• [TASK REQUIREMENTS]
Write out the entries word for word, from the first line through the line containing "M36 200L36 216L37 224L104 260L103 229L39 200Z", including both of those lines.

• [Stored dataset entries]
===

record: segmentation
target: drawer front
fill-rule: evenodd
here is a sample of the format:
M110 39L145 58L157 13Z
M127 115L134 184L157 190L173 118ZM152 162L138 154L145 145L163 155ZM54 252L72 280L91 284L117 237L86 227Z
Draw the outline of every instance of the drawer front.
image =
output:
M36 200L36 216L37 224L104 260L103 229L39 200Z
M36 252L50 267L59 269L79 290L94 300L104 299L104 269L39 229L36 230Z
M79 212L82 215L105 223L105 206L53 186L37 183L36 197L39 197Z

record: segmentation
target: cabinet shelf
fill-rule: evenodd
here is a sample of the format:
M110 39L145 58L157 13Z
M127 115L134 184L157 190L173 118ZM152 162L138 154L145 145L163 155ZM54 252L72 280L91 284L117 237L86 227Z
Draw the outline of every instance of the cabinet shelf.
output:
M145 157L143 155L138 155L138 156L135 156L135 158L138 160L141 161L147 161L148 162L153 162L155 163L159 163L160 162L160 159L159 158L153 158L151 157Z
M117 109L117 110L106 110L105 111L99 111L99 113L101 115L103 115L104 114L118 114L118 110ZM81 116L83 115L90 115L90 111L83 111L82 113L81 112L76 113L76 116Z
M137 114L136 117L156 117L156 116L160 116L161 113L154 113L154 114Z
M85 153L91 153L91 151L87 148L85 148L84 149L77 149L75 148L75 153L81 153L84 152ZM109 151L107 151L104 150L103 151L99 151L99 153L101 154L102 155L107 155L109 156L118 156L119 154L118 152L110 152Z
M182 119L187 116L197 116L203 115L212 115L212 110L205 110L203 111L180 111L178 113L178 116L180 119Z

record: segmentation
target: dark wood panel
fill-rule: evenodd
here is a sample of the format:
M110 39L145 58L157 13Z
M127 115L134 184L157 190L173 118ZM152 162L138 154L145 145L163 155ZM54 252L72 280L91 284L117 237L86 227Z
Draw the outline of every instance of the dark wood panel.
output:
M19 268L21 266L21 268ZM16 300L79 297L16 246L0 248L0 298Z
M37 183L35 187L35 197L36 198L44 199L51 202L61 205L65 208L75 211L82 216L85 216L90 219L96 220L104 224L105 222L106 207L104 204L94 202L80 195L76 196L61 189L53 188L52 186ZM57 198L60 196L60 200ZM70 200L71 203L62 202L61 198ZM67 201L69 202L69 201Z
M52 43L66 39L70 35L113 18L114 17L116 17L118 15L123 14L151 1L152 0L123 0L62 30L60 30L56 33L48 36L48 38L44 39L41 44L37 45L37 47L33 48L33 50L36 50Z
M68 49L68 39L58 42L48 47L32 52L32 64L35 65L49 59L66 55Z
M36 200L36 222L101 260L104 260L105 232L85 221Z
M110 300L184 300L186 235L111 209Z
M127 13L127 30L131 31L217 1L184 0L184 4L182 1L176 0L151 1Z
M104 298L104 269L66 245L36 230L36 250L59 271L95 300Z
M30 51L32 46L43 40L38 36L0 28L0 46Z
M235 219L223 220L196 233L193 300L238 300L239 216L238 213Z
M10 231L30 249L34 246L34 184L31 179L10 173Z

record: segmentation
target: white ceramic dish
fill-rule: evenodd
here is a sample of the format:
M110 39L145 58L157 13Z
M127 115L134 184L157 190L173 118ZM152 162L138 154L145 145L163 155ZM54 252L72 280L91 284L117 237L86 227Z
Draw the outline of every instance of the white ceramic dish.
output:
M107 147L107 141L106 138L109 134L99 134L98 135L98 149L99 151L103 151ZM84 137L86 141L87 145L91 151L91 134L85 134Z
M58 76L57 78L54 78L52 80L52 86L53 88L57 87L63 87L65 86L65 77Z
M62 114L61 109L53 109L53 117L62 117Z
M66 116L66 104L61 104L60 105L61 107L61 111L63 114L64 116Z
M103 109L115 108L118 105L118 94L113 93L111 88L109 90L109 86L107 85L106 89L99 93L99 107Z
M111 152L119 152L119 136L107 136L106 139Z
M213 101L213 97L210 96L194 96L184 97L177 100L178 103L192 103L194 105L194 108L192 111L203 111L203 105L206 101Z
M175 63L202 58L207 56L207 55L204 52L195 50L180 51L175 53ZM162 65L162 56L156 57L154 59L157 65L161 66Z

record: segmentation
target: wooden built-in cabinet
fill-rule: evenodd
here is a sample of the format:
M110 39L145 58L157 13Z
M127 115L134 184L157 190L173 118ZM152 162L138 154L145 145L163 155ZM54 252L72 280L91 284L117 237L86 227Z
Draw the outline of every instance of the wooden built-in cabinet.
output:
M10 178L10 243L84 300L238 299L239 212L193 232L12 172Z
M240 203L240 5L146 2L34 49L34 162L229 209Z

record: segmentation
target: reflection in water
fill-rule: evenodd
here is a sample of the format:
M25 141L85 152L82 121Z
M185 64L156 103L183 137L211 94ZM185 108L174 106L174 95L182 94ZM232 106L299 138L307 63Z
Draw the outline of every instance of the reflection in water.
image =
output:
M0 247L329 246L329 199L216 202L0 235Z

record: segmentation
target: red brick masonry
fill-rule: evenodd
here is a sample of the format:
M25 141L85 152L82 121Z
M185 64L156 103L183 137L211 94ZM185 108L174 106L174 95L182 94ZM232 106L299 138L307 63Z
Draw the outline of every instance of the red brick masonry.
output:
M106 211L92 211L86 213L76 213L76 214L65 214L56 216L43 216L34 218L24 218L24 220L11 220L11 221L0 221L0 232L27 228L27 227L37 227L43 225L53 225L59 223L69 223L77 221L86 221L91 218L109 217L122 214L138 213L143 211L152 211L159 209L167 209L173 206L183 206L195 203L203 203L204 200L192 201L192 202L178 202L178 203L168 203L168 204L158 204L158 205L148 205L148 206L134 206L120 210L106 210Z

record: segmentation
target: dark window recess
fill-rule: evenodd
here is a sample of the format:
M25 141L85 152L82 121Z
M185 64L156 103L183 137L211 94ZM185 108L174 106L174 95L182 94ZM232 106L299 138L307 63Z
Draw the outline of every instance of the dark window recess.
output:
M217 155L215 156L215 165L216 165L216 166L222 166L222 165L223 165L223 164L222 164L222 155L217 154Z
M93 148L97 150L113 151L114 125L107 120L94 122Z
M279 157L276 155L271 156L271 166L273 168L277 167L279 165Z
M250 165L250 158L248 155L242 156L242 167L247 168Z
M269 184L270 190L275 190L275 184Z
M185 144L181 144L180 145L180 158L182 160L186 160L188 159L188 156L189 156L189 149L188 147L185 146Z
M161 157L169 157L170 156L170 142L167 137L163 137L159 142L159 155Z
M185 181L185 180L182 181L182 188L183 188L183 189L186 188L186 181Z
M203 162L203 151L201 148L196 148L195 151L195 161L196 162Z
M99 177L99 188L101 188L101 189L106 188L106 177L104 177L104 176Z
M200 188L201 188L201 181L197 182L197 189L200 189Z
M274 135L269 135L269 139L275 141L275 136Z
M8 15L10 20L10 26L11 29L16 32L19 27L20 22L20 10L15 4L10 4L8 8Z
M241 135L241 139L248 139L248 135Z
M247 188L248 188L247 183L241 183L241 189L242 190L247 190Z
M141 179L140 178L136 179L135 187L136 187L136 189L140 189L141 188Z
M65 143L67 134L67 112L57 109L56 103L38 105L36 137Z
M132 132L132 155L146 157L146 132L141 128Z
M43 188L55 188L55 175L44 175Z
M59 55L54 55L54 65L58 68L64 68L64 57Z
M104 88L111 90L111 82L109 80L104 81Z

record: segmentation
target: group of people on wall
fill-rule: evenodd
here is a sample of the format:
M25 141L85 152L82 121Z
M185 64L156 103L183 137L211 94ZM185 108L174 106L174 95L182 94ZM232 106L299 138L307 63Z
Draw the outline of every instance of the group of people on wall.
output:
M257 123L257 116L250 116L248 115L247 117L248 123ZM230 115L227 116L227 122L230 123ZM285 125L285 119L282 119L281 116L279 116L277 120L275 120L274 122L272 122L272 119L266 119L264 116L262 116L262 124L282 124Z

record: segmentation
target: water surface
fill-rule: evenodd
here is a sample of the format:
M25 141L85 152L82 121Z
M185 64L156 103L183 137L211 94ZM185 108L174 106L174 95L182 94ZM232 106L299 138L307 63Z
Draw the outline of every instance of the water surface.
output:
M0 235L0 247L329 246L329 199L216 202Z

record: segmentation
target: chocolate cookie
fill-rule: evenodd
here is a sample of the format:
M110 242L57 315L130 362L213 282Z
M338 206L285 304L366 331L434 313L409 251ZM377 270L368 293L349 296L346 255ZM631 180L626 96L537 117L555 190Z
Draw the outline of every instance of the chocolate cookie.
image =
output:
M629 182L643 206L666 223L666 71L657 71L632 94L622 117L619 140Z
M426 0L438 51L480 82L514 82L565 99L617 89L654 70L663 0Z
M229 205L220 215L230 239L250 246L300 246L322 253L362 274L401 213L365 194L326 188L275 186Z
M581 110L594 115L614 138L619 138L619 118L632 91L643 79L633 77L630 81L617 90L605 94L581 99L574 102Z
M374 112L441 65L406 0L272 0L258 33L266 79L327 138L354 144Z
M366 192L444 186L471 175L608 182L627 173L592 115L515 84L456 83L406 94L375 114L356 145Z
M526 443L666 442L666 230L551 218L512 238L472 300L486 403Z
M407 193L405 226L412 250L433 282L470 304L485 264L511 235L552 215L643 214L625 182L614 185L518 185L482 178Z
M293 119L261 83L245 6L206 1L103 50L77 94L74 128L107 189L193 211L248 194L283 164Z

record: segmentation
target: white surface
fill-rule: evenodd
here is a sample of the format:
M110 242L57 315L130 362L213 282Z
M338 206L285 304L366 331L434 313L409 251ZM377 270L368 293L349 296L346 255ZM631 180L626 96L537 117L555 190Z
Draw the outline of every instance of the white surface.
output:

===

• [SOLUTION FOR THIS PROBLEM]
record: segmentation
target: drawer front
fill-rule: evenodd
here is a sample of the format:
M110 39L145 58L157 13Z
M127 115L134 184L157 190L173 118ZM152 162L138 154L145 145L163 155ZM54 252L72 280L91 284L117 237L86 227Z
Draw the outline of every instance of the drawer front.
image =
output:
M36 200L36 216L37 224L104 260L103 229L39 200Z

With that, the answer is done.